Retype each of the rows below without changing a single character.
·····
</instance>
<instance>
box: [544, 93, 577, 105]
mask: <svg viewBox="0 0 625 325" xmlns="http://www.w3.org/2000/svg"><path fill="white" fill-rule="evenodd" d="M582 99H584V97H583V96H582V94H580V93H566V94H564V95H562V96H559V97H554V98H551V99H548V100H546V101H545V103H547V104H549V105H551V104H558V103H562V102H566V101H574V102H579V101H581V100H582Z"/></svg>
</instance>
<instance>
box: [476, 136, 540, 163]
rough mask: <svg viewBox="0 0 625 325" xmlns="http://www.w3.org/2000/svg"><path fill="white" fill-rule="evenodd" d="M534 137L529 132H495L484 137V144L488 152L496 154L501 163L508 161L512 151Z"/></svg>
·····
- Solution -
</instance>
<instance>
box: [544, 93, 577, 105]
mask: <svg viewBox="0 0 625 325" xmlns="http://www.w3.org/2000/svg"><path fill="white" fill-rule="evenodd" d="M582 99H584V97H583V96H582V94H580V93H566V94H564V95H562V96H559V97H554V98H551V99H548V100H546V101H545V103H547V104H549V105H551V104H558V103H562V102H566V101H574V102H579V101H581V100H582Z"/></svg>
</instance>
<instance>
box: [476, 136, 540, 163]
rough mask: <svg viewBox="0 0 625 325" xmlns="http://www.w3.org/2000/svg"><path fill="white" fill-rule="evenodd" d="M534 137L529 132H495L484 137V144L488 152L496 154L501 163L508 161L512 151Z"/></svg>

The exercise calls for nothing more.